--- Start Input data ---

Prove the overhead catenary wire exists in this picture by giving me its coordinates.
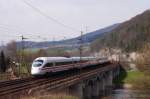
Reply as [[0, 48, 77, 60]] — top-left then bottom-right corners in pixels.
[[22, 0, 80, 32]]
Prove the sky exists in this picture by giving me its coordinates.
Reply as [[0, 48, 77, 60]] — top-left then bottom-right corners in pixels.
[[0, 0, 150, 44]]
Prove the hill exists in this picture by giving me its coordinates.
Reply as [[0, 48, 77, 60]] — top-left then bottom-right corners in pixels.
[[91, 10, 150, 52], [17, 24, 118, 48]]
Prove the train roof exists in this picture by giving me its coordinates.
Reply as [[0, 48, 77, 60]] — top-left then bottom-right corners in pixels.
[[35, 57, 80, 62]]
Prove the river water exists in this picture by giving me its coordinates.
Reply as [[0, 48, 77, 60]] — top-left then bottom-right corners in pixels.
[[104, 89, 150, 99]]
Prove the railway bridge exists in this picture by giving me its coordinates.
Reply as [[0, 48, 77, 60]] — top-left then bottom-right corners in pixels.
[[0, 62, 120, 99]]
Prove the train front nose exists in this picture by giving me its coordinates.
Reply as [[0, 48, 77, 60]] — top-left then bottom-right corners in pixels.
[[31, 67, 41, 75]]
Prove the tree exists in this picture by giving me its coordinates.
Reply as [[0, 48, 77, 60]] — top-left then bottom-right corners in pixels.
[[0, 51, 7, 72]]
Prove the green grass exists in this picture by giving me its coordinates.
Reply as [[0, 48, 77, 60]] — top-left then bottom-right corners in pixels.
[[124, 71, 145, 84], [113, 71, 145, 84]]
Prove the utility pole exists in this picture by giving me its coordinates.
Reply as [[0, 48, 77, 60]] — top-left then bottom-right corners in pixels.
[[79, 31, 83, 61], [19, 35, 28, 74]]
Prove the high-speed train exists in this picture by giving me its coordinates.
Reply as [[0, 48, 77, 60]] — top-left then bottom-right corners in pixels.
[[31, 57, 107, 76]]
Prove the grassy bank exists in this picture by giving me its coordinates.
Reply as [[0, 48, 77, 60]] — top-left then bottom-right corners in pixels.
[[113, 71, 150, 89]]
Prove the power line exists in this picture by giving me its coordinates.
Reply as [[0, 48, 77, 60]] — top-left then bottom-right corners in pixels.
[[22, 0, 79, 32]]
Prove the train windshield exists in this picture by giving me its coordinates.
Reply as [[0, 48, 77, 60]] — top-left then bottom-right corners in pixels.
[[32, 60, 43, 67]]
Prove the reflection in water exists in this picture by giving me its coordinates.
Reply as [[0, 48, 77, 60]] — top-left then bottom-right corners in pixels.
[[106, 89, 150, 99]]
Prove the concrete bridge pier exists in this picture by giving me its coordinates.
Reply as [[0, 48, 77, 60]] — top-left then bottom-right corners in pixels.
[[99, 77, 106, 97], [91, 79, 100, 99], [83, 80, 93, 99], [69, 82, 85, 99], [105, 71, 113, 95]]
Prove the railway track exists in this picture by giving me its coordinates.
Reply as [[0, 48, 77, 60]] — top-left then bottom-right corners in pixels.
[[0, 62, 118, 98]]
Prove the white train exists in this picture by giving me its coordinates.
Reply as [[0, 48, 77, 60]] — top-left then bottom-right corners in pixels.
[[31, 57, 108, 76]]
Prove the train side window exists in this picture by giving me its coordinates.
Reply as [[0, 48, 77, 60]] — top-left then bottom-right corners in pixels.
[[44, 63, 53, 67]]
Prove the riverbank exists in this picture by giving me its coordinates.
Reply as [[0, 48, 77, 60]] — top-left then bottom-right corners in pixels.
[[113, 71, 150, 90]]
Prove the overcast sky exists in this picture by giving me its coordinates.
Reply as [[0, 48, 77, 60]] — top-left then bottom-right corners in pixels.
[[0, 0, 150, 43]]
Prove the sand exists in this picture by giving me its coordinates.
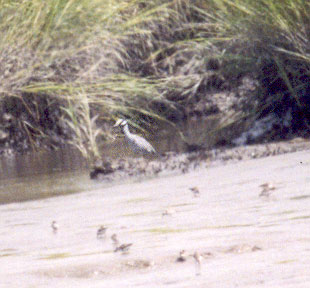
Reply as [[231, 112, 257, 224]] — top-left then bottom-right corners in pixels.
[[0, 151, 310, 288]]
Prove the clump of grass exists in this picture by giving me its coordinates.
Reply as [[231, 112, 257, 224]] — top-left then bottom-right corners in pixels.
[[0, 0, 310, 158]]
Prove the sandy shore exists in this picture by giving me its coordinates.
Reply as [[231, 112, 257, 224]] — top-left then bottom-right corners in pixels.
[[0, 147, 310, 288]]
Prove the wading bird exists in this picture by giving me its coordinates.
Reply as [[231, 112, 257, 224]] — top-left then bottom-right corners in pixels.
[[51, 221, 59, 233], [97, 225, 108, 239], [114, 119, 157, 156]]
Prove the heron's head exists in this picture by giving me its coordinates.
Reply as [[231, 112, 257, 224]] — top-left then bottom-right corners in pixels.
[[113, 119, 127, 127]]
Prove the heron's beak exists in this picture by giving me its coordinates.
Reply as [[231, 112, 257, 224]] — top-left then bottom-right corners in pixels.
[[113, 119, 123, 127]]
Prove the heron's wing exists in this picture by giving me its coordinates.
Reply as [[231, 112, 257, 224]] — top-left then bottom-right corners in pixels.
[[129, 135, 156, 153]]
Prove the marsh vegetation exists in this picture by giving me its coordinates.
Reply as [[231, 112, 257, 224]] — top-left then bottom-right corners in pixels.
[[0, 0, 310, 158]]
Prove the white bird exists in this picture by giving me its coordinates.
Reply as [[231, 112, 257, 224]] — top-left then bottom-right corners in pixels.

--- End Input data ---
--- Start Input data ---

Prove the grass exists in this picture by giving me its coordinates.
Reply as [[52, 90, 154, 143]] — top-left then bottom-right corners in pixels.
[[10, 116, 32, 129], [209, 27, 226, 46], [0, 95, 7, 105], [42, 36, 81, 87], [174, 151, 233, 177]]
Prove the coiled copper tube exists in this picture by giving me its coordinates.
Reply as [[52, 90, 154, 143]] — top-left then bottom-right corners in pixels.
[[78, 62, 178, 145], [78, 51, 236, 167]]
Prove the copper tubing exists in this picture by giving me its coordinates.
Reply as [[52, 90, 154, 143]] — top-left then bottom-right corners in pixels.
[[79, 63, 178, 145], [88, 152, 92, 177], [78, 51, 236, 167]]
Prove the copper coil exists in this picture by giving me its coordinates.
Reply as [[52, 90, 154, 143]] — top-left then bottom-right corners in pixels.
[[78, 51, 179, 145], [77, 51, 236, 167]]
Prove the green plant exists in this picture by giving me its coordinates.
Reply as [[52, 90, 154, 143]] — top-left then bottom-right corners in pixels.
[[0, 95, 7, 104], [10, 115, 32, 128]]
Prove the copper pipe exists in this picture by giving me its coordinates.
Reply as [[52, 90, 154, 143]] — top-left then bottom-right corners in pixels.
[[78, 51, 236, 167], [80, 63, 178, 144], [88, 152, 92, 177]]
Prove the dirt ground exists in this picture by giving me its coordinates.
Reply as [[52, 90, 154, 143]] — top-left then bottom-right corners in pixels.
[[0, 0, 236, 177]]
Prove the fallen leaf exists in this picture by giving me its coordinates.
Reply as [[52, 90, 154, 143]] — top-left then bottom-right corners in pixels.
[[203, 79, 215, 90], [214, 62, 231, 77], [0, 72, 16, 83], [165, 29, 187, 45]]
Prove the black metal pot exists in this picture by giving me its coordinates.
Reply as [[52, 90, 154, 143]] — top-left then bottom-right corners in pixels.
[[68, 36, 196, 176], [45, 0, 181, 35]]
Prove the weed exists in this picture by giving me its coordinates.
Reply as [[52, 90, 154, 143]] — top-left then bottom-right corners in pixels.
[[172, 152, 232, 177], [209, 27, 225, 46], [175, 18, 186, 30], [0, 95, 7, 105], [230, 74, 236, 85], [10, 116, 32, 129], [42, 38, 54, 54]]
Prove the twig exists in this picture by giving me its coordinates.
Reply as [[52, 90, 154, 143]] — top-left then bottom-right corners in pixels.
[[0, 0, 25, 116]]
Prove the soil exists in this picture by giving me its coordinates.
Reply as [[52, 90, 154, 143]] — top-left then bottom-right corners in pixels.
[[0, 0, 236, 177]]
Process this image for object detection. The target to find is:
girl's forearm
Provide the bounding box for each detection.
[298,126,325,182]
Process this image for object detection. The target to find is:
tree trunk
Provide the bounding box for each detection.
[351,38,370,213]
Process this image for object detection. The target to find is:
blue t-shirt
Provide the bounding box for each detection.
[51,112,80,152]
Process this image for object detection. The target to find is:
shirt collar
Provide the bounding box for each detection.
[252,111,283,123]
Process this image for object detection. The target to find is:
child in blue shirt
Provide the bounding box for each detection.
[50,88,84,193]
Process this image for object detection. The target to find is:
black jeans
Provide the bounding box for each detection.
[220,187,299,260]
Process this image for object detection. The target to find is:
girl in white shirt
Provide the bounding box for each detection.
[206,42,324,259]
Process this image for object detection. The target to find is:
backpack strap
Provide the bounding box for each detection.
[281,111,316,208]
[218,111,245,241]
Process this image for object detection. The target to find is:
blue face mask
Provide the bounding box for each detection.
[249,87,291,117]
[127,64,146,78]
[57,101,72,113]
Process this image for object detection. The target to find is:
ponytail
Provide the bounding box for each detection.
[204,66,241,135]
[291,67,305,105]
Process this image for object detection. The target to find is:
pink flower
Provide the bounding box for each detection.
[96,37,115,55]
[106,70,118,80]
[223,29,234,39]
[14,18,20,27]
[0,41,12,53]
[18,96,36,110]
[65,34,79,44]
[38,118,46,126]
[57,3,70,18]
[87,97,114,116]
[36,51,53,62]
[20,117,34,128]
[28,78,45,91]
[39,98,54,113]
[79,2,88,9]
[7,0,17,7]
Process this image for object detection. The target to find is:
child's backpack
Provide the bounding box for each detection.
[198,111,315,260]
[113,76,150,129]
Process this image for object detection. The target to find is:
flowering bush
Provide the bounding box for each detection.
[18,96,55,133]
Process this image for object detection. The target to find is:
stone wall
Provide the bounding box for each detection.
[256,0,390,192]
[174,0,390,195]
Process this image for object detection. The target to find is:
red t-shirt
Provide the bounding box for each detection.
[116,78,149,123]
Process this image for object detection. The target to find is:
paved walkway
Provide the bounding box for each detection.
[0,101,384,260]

--- End Input data ---

### [Required task]
Tally the lines of the items above that contain the word "bridge", and state only the resulting number.

### [Correct answer]
2